▶ EXERCISE MATERIAL:
** start **

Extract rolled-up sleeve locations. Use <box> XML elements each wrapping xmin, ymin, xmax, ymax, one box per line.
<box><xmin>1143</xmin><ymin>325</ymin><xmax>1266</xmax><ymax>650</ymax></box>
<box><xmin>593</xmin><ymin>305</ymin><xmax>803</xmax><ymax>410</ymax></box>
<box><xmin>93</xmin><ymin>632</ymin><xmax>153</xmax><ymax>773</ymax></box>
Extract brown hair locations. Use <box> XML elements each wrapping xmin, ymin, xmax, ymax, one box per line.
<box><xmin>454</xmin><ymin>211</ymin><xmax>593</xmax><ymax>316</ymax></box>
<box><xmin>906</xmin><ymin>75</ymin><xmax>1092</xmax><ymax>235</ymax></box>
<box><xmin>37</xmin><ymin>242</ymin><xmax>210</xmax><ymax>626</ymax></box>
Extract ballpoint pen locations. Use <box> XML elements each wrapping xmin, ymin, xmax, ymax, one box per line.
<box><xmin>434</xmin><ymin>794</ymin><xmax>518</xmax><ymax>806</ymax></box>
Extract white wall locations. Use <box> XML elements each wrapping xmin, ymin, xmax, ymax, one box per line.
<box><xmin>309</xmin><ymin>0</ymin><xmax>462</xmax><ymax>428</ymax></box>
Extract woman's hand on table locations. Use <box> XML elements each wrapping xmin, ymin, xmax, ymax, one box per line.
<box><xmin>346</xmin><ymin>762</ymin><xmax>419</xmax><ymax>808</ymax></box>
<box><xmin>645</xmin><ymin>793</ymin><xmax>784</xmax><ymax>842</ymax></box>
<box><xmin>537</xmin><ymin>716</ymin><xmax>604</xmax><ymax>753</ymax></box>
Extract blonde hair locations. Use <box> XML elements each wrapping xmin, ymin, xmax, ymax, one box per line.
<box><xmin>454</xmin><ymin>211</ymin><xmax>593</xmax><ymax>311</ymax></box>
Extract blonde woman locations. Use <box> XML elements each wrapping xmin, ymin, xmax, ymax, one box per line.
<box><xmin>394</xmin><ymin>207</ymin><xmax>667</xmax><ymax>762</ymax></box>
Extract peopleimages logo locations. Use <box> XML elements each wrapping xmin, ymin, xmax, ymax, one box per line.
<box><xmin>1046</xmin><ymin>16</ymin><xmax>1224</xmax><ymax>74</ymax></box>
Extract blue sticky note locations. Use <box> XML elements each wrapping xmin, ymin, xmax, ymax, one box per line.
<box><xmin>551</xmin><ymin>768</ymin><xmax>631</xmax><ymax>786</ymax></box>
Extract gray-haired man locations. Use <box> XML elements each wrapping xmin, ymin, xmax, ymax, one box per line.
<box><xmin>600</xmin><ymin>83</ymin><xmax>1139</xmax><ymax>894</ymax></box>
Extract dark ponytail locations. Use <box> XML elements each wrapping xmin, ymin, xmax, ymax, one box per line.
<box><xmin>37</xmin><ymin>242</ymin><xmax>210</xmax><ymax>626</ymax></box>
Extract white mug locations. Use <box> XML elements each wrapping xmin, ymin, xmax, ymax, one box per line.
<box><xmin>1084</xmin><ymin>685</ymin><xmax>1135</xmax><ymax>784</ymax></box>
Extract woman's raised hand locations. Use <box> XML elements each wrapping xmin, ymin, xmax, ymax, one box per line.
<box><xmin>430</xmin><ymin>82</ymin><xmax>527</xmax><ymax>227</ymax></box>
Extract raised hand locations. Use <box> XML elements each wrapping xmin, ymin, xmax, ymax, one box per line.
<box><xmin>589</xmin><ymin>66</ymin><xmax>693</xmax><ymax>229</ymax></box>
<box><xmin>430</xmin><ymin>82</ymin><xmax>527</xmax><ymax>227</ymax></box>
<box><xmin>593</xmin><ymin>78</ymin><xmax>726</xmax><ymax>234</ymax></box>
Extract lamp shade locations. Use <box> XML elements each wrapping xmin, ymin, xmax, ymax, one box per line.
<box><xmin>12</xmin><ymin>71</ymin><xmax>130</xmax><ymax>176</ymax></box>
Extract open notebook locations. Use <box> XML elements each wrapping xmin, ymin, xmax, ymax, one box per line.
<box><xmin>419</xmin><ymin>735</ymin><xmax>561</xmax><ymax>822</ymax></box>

** end **

▶ EXERCISE:
Starting at the record containing "Extract lamp shade" and ending at the last of the records, rewrite those records as a two-column CSV with the header instruction,boxes. Give one row per record, putting its text and its answer each in a single quoted field and replacing line breaks with spaces.

▶ COMPLETE ANSWER:
instruction,boxes
"Extract lamp shade locations. Use <box> XML elements each wrapping xmin, ymin, xmax, ymax, one box per line.","<box><xmin>12</xmin><ymin>71</ymin><xmax>130</xmax><ymax>176</ymax></box>"
"Extract open notebook locations. Use <box> XML elements each wrapping xmin, ymin, xmax, ymax, one box per line.","<box><xmin>419</xmin><ymin>735</ymin><xmax>561</xmax><ymax>822</ymax></box>"